Document text:
######

Author Reggie Oliver spins the scene into a tale of self-inflicted revenge, as a boy staying with his authoritarian uncle is challenged to find certain artifacts on the estate, things that the uncle may later wish may have been best left alone. Set in the early 19th century, Oliver does a fine job in capturing the flavor and language of the era without it coming across as arch or artificial. The boy, young George St Maur, is initially timid, at times frightened by his strict, intolerant uncle but in the end matches him with his own bluster and cunningly turns the tables on him, with appropriately gruesome results.
Ramsey Campbell’s “Getting it Wrong”, a dark twist on quiz shows that offer helplines like Who Wants to be a Millionaire? would fit nicely in any revival of The Twilight Zone. It’s also a cautionary tale on being a deliberate jerk. If everyone posting juvenile, insulting comments on the web suffered the same consequences as the story’s too-clever-for-his-own-good protagonist, the web would be…a little more polite. Let’s be realistic, even knowing the consequences, some people will still be jerks.
Robert Shearman’s “Alice Through the Plastic Sheet” is an odd, funny and at times gag-inducing take on dealing with noisy neighbors in suburbia, with a vibe halfway between the off-kilter feel of the mannequin episode of the original Twilight Zone and something more darkly comedic.

######

(Stored data entries)

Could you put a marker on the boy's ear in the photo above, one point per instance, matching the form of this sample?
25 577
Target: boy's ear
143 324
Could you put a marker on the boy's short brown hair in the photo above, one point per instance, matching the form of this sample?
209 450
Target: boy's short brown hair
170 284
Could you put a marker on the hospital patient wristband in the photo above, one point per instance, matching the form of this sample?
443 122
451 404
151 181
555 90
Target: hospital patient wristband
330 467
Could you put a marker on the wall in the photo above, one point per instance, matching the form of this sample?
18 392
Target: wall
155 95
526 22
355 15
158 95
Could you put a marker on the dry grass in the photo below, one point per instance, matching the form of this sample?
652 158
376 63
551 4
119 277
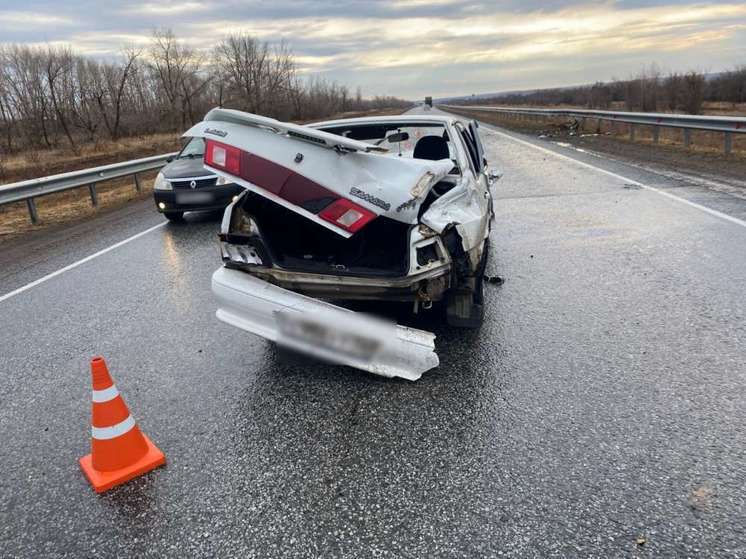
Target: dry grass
32 164
72 205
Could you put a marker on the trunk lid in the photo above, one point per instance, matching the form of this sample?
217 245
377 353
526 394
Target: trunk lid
328 179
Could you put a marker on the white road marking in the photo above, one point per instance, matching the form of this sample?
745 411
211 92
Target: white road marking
700 207
78 263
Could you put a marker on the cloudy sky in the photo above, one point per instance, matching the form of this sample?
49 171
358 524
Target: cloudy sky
412 48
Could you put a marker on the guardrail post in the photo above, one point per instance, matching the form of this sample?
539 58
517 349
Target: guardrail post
728 142
31 205
94 194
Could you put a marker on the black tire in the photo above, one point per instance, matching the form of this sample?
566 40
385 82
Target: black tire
174 216
465 304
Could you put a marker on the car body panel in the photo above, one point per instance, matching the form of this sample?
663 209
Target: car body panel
193 188
379 183
322 329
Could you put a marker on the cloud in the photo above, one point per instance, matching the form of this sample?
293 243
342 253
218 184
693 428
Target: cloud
414 47
30 20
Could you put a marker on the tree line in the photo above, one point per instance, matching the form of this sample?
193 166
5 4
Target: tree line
648 91
51 96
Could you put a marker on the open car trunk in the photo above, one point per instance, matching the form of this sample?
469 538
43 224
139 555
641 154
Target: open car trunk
297 243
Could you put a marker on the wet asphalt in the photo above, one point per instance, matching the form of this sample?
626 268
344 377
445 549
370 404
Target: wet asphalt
600 410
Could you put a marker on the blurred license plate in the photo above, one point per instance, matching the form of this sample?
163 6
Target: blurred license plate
193 197
307 330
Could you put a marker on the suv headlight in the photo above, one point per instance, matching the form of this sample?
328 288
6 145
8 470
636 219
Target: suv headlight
161 183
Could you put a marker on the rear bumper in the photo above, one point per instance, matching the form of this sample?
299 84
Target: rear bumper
261 308
206 198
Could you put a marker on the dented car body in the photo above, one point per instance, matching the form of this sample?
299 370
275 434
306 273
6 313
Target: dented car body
380 208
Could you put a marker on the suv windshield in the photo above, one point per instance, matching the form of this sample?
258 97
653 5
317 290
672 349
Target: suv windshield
194 148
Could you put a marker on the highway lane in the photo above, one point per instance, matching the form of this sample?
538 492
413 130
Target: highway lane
602 401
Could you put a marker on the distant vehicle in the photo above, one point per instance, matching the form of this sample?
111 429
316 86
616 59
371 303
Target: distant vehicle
184 185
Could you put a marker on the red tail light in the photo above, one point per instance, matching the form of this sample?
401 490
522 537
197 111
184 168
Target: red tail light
222 156
347 215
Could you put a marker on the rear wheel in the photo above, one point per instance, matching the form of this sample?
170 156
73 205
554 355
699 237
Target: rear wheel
465 303
174 216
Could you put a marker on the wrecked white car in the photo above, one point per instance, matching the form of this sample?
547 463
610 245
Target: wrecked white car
380 208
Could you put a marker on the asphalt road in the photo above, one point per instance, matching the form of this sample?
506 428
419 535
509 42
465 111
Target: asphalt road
603 401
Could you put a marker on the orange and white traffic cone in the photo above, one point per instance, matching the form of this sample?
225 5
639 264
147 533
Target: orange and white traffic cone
119 450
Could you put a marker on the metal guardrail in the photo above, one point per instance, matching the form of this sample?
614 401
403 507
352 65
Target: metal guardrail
728 125
30 189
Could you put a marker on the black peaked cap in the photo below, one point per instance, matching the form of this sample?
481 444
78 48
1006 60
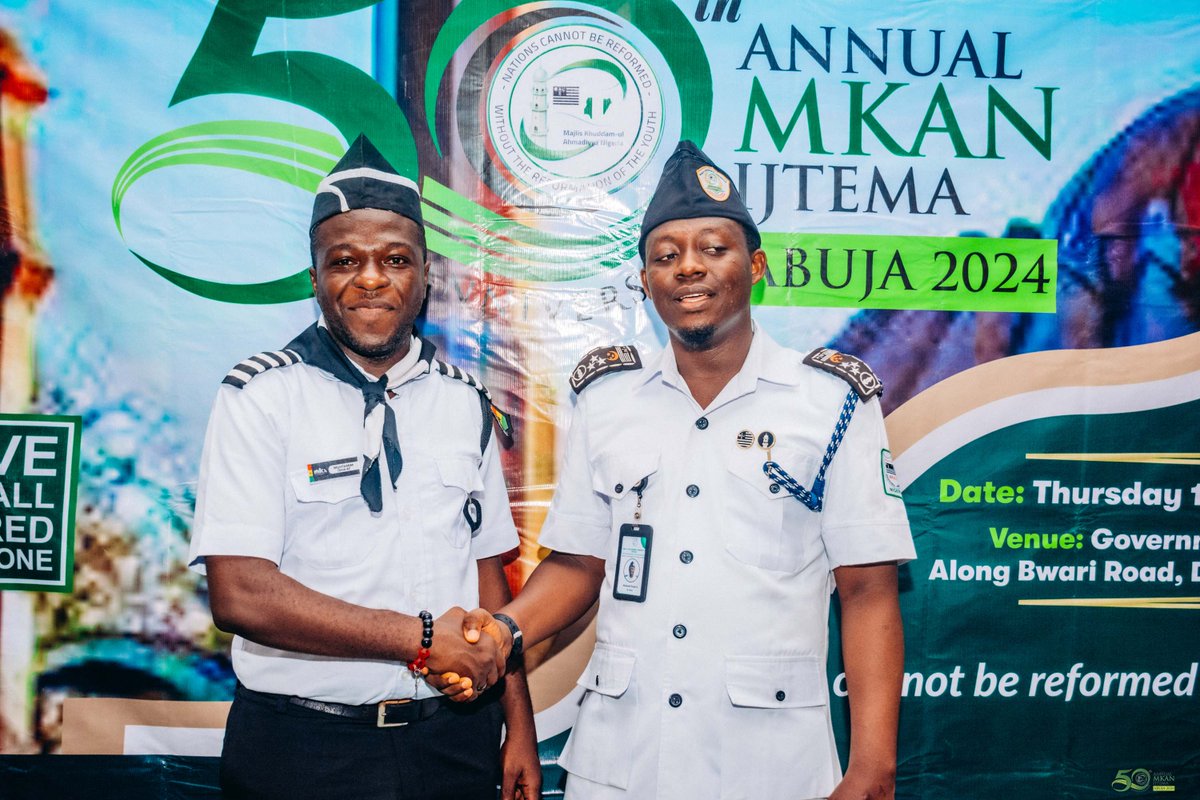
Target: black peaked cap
364 179
693 186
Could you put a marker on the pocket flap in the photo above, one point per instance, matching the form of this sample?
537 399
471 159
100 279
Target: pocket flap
460 473
616 475
609 671
325 489
775 681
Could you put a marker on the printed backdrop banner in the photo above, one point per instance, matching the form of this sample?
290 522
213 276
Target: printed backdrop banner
996 205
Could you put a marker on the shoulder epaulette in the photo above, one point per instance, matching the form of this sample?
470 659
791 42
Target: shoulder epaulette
492 413
256 365
851 370
601 361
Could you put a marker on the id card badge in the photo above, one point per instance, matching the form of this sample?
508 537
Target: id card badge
633 563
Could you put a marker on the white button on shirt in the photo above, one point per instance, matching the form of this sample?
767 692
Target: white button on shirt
715 685
261 497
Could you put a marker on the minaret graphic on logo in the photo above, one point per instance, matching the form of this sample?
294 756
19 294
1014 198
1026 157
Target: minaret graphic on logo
538 127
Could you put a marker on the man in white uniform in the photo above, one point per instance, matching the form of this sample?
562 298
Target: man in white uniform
713 498
351 492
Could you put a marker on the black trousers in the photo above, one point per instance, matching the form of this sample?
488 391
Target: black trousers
275 749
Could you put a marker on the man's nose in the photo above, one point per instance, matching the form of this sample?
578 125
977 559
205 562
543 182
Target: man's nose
372 275
690 264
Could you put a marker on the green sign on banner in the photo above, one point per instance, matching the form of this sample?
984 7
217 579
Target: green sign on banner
913 272
39 475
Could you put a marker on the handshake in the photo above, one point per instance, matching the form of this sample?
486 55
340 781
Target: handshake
469 653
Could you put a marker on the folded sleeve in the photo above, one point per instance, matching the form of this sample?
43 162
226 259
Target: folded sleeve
580 519
239 509
864 518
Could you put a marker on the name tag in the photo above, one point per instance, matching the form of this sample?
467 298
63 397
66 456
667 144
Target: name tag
633 563
330 469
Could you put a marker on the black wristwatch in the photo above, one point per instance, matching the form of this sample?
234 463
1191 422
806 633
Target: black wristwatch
517 637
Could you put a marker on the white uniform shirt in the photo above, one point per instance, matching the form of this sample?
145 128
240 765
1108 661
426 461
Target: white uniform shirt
715 685
257 497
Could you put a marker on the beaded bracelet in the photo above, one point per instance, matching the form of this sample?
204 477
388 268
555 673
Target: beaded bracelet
417 666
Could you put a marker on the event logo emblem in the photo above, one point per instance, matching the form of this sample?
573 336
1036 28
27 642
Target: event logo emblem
577 104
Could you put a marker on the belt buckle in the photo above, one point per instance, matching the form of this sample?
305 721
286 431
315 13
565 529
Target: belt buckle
382 719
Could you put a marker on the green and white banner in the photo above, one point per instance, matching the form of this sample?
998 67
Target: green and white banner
995 205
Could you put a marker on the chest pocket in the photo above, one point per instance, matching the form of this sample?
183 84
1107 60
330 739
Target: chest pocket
321 534
766 525
618 475
460 479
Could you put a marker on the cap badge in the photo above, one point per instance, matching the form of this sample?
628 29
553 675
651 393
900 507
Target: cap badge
714 184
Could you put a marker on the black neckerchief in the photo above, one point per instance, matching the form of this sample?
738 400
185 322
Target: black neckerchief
317 348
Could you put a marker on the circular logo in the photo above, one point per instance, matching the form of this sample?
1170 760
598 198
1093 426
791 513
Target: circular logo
573 103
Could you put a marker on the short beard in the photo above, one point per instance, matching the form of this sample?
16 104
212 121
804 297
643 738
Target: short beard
696 338
379 352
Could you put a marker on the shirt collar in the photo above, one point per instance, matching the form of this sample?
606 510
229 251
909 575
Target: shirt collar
766 360
407 368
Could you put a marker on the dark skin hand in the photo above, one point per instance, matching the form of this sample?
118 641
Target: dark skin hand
559 591
873 649
252 599
519 756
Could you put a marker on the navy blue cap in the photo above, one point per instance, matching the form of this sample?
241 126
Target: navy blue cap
693 186
364 179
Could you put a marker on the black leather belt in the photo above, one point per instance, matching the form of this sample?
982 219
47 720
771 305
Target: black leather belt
388 714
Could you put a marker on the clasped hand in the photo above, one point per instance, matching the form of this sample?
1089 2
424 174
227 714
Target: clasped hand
463 667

######

Goal of the exercise: Decide whether each statement agrees with the review, answering yes or no and quoting the words of the review that settle it: (a) Reggie Oliver's tale takes place in the early 19th century. (b) The review holds that knowing the consequences will keep people from being jerks. (c) "Alice Through the Plastic Sheet" takes up the problem of noisy neighbors in suburbia. These records come from a different source than the review.

Task output:
(a) Yes: "Set in the early 19th century"
(b) No: "even knowing the consequences, some people will still be jerks"
(c) Yes: "dealing with noisy neighbors in suburbia"